▶ **Extract provided**:

***

Carbon Capture on Waste-to-Energy Is a Biogenic-Credit Trade with a kWh Byproduct

There's a question I ask every developer pitching a carbon capture waste to energy project: which half of the stack do you actually monetize? Half of it, usually. Sometimes less. The kilowatt-hour pays the lights and the tip fee pays the loan — those lines the spreadsheet gets right. But the carbon-capture line is where most of these pro formas quietly collapse, because they treat the fossil CO2 and the biogenic CO2 as if they monetize the same way. They don't. And the Microsoft–Hafslund offtake at Klemetsrud, the only large WTE+CCS deal actually contracted at scale, makes that explicit if you read the structure: 1.1 million tonnes of carbon removal credits over ten years against roughly 350,000 tonnes of annual capture (per ESG Today's reporting on the deal), with only the biogenic share generating tradeable removal credits.
That ratio is not a rounding artefact. It is the business case.
The Biogenic Share Is the Entire Carbon-Removal Trade
A residual municipal waste stream entering a mass-burn plant typically lands somewhere between 45% and 60% biogenic carbon by mass, depending on how aggressively the upstream MRF has pulled out paper and food. At Klemetsrud the operator works with a biogenic share around 50% [Hafslund Celsio operator data, reported via Waste Management World]; at Stockholm Exergi's biomass-CHP project it sits much higher because the feedstock is largely wood. That single percentage governs how many tonnes from the capture train clear as IPCC-aligned removals under a CDR methodology versus how many sit as fossil avoidance — useful, but a different product trading into a different market.

***

▶ **Data**:

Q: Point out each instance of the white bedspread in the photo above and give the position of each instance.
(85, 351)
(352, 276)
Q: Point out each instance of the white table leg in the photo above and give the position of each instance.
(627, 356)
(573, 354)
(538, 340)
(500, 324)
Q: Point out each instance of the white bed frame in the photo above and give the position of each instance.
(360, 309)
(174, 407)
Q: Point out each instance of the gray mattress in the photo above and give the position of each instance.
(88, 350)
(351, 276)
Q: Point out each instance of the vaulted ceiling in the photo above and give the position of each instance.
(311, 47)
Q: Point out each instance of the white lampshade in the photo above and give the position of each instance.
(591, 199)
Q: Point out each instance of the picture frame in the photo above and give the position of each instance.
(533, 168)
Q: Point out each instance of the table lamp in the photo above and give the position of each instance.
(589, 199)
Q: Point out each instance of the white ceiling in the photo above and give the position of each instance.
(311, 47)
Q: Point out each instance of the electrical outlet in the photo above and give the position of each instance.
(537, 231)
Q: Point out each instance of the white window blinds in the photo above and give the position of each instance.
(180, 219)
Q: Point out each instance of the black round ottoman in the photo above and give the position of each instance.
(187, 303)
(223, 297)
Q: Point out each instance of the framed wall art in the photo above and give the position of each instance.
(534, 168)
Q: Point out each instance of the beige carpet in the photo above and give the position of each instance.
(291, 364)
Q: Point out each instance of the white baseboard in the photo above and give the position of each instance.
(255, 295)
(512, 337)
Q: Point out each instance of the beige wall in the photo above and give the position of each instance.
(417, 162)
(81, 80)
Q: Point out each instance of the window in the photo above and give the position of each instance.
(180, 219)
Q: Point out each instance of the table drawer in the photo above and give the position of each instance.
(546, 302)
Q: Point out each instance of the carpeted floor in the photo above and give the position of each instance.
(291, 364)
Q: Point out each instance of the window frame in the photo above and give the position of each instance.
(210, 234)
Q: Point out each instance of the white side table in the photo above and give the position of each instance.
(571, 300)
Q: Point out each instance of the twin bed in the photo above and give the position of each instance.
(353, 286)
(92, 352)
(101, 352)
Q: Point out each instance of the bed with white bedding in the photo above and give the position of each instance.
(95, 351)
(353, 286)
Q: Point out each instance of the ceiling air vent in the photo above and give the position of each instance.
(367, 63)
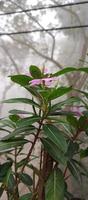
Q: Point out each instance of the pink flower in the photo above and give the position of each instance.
(44, 81)
(76, 110)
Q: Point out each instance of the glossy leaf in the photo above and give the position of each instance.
(73, 148)
(72, 120)
(56, 136)
(26, 179)
(84, 153)
(65, 71)
(4, 170)
(21, 79)
(15, 112)
(26, 130)
(73, 169)
(35, 72)
(54, 188)
(66, 102)
(58, 92)
(54, 151)
(27, 196)
(27, 121)
(8, 145)
(21, 100)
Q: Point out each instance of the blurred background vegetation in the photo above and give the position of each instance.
(54, 49)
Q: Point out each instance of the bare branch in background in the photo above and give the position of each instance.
(38, 23)
(6, 89)
(10, 57)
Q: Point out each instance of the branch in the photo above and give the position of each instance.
(38, 23)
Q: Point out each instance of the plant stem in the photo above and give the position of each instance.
(16, 193)
(32, 147)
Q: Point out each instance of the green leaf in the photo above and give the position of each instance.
(21, 130)
(35, 72)
(54, 188)
(8, 145)
(26, 179)
(84, 153)
(83, 123)
(73, 148)
(66, 102)
(58, 92)
(72, 120)
(64, 71)
(21, 79)
(27, 196)
(83, 69)
(27, 121)
(73, 169)
(54, 151)
(56, 136)
(15, 112)
(21, 100)
(4, 168)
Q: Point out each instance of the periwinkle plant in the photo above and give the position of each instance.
(56, 126)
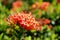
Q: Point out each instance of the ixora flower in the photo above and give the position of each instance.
(44, 5)
(16, 5)
(25, 20)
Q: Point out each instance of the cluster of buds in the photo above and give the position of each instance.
(44, 6)
(25, 20)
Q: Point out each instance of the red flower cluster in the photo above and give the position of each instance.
(44, 5)
(16, 5)
(58, 1)
(25, 20)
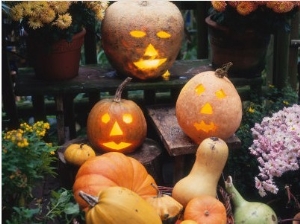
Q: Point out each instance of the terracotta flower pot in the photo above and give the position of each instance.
(59, 61)
(246, 50)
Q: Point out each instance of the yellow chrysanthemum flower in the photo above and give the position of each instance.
(251, 110)
(48, 16)
(219, 5)
(60, 7)
(35, 23)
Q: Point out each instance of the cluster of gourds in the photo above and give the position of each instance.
(115, 188)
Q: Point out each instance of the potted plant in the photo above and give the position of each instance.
(239, 31)
(54, 28)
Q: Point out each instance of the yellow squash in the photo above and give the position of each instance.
(211, 157)
(119, 205)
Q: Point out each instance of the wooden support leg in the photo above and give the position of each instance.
(38, 105)
(149, 97)
(69, 116)
(179, 166)
(60, 119)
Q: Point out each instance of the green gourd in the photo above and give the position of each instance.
(211, 157)
(246, 212)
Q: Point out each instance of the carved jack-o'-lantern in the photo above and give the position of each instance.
(142, 39)
(116, 125)
(209, 105)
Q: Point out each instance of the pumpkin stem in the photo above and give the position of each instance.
(120, 89)
(91, 200)
(221, 72)
(158, 192)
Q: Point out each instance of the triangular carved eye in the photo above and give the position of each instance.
(220, 94)
(105, 118)
(127, 118)
(206, 109)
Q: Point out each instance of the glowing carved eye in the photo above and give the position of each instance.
(105, 118)
(137, 33)
(200, 89)
(127, 118)
(206, 109)
(163, 34)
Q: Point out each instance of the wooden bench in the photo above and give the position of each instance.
(93, 79)
(177, 144)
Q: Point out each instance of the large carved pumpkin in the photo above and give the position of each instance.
(142, 39)
(209, 105)
(112, 169)
(116, 125)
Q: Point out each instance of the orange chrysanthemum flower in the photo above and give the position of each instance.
(63, 21)
(281, 7)
(245, 8)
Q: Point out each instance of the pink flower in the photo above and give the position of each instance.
(276, 146)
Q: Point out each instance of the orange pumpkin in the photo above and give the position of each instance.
(142, 39)
(205, 209)
(112, 169)
(209, 105)
(116, 125)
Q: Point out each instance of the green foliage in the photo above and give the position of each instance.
(61, 208)
(26, 158)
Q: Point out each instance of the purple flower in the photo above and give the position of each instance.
(276, 146)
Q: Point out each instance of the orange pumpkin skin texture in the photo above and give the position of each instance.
(207, 106)
(205, 209)
(112, 169)
(142, 39)
(77, 154)
(116, 125)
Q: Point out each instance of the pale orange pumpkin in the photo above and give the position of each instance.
(209, 105)
(116, 125)
(142, 39)
(112, 169)
(205, 209)
(77, 154)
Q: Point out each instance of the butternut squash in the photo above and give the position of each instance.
(211, 157)
(166, 207)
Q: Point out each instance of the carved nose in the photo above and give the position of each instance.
(150, 52)
(116, 130)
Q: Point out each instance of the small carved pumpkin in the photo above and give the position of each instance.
(142, 39)
(209, 105)
(112, 169)
(166, 207)
(116, 125)
(205, 209)
(77, 154)
(119, 205)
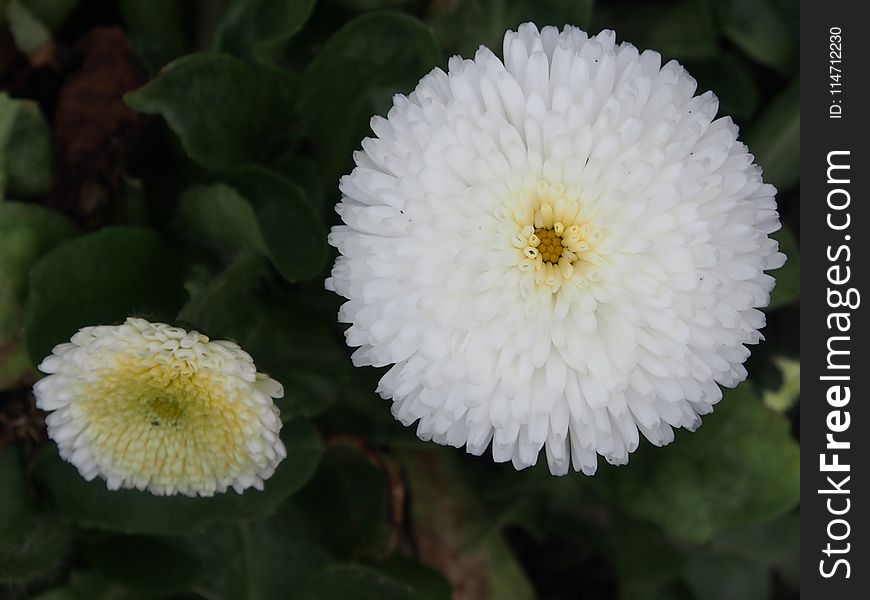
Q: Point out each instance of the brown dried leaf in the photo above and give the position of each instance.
(94, 129)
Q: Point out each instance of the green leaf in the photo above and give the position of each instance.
(645, 561)
(756, 28)
(33, 545)
(87, 585)
(50, 12)
(453, 529)
(347, 502)
(91, 504)
(775, 544)
(224, 111)
(294, 237)
(271, 330)
(262, 212)
(740, 467)
(269, 559)
(788, 277)
(27, 31)
(220, 217)
(782, 399)
(26, 232)
(232, 284)
(683, 30)
(99, 279)
(150, 564)
(716, 576)
(354, 582)
(462, 27)
(730, 78)
(155, 29)
(369, 59)
(25, 149)
(427, 583)
(774, 138)
(15, 506)
(258, 28)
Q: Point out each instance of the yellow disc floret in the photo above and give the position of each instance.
(159, 408)
(556, 240)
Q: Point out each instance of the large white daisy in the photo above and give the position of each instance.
(153, 407)
(558, 251)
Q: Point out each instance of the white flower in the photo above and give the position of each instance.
(149, 406)
(560, 251)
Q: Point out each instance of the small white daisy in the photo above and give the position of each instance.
(149, 406)
(558, 251)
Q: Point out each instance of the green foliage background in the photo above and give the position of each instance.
(196, 186)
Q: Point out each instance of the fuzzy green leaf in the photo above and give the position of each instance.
(354, 76)
(100, 279)
(740, 467)
(224, 111)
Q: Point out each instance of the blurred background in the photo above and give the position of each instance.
(201, 195)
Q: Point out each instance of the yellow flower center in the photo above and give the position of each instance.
(555, 238)
(549, 245)
(168, 421)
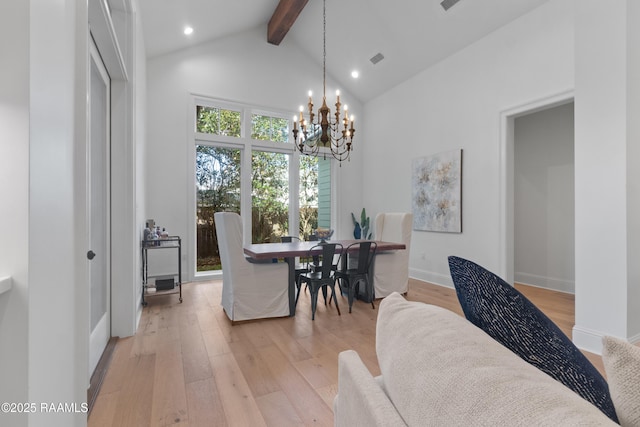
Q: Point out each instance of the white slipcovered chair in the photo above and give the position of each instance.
(249, 290)
(391, 269)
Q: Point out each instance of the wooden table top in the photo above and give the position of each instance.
(294, 249)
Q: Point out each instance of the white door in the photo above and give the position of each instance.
(98, 208)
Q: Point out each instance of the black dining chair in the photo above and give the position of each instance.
(350, 278)
(322, 277)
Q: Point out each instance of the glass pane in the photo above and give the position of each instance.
(218, 189)
(315, 194)
(230, 123)
(260, 127)
(269, 196)
(280, 130)
(207, 120)
(217, 121)
(268, 128)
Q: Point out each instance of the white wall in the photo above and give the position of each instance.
(457, 104)
(242, 68)
(544, 199)
(57, 309)
(606, 126)
(14, 208)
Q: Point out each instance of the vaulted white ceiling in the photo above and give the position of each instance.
(411, 34)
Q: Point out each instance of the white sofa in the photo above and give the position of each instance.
(438, 369)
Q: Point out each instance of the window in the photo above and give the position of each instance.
(245, 163)
(269, 196)
(269, 128)
(217, 190)
(315, 195)
(218, 121)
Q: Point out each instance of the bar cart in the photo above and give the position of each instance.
(163, 284)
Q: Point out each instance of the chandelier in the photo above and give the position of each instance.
(323, 131)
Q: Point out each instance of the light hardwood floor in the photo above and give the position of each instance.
(187, 365)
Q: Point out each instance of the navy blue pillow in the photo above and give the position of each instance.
(510, 318)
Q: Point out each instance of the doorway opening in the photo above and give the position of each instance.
(525, 114)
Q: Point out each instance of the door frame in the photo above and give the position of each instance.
(506, 162)
(98, 340)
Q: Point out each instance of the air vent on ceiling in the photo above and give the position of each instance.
(448, 4)
(376, 58)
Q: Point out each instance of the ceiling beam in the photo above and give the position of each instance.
(283, 18)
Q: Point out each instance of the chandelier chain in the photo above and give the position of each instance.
(324, 48)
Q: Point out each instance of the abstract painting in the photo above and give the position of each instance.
(436, 184)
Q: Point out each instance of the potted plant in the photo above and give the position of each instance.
(361, 229)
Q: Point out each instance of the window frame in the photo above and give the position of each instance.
(246, 145)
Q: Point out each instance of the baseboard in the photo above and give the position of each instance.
(100, 372)
(562, 285)
(431, 277)
(587, 339)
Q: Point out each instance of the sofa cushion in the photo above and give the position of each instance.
(622, 364)
(515, 322)
(439, 369)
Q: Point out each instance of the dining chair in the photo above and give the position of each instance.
(322, 277)
(299, 267)
(350, 278)
(250, 290)
(391, 269)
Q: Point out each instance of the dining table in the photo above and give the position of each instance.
(290, 250)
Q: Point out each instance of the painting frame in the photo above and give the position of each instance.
(436, 192)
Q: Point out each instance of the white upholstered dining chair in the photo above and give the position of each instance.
(249, 290)
(391, 269)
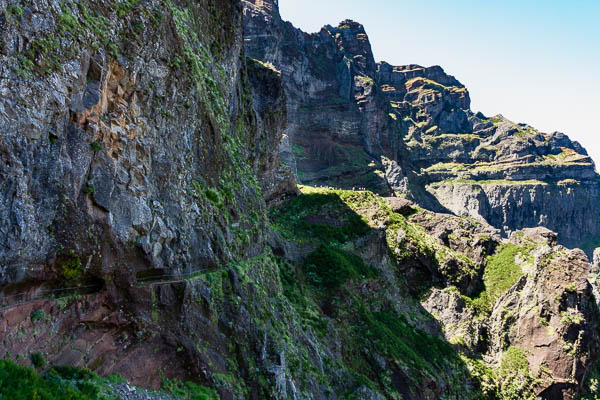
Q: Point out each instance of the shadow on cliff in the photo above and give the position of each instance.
(338, 272)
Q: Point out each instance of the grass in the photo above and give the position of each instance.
(329, 267)
(188, 390)
(59, 383)
(489, 182)
(299, 218)
(500, 274)
(513, 360)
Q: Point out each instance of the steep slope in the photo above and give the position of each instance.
(356, 123)
(149, 228)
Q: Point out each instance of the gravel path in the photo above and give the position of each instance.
(128, 392)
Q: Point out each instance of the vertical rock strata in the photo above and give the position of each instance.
(356, 123)
(151, 225)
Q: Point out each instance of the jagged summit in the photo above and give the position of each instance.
(409, 130)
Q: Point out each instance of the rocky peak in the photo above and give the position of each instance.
(352, 40)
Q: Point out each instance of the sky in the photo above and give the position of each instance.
(533, 61)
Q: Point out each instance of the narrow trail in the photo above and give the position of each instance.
(20, 299)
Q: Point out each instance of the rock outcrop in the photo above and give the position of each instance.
(150, 222)
(353, 122)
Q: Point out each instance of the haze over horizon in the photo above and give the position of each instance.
(536, 62)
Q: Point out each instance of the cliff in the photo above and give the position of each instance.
(397, 129)
(151, 225)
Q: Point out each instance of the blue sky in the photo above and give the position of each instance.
(533, 61)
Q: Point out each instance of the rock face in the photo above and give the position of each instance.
(150, 223)
(356, 123)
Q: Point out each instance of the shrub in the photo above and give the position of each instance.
(37, 315)
(189, 390)
(23, 383)
(330, 267)
(37, 359)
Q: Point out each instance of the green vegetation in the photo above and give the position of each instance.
(14, 10)
(329, 267)
(516, 380)
(513, 360)
(188, 390)
(37, 360)
(59, 383)
(501, 273)
(323, 216)
(488, 182)
(96, 146)
(37, 315)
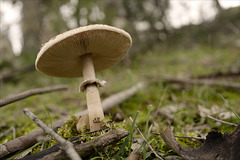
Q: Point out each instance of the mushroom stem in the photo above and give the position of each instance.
(94, 104)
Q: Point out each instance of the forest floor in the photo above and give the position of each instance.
(184, 106)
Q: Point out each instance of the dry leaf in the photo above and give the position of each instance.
(217, 146)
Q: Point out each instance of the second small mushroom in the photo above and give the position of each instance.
(81, 52)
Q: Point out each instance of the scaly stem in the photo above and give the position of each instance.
(94, 104)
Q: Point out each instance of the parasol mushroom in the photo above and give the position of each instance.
(81, 52)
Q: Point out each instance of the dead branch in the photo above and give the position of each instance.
(30, 139)
(66, 145)
(14, 73)
(83, 149)
(202, 82)
(155, 153)
(26, 94)
(197, 138)
(8, 131)
(221, 121)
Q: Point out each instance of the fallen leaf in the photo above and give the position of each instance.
(217, 146)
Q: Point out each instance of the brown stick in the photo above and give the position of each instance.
(66, 145)
(83, 149)
(202, 82)
(154, 152)
(26, 94)
(30, 139)
(221, 121)
(12, 74)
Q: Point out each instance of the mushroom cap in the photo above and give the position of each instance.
(61, 55)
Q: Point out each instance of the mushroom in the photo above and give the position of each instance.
(81, 52)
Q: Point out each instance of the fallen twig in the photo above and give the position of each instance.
(30, 139)
(23, 95)
(8, 131)
(83, 149)
(221, 121)
(197, 138)
(68, 146)
(146, 140)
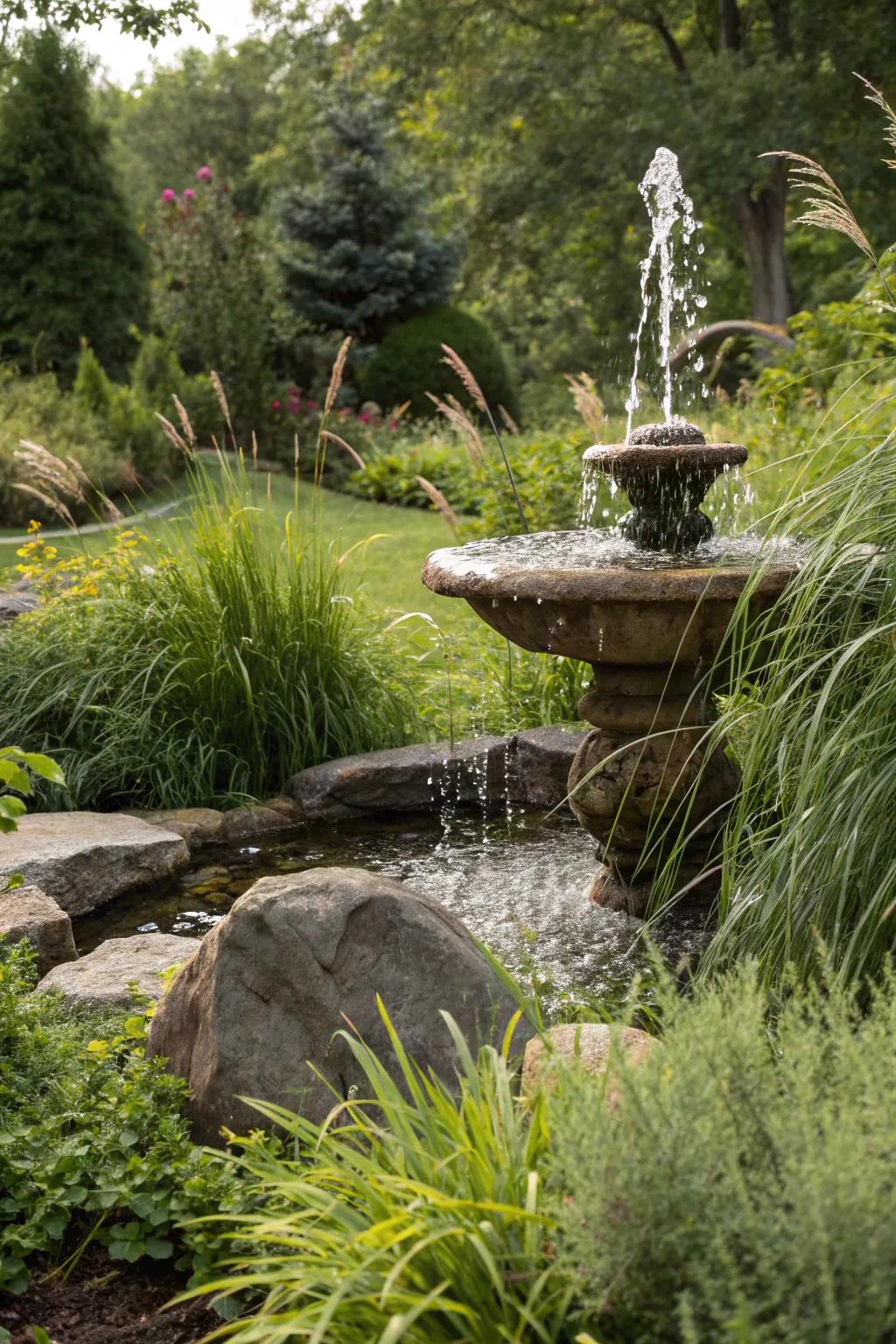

***

▶ **Given request**:
Pick up the article on carbon capture at waste-to-energy plants after its last sentence and carry it forward.

▶ **Reply to the exercise**:
Carbon removal credits from BECCS-class projects have cleared in the $200–$400/tonne range over the past 24 months in the voluntary market for high-durability removals, with Microsoft's published deal book skewing toward the upper end. Fossil-CO2 avoidance at a waste-to-energy facility under an EU ETS regime monetizes implicitly by not buying allowances at roughly EUR 75–90/tonne [EUA forward curve, Q1 2026], and only if the installation is actually in scope. Two cash flows, two counterparties, two risk profiles. And financing one is a long-dated commodity offtake. Financing the other is a hedge against a regulated allowance you may or may not be obliged to buy.
I see waste streams as balance sheets. On this one the asset side has two distinct line items, and developers who staple them together end up with debt cover ratios that don't survive the first sensitivity run.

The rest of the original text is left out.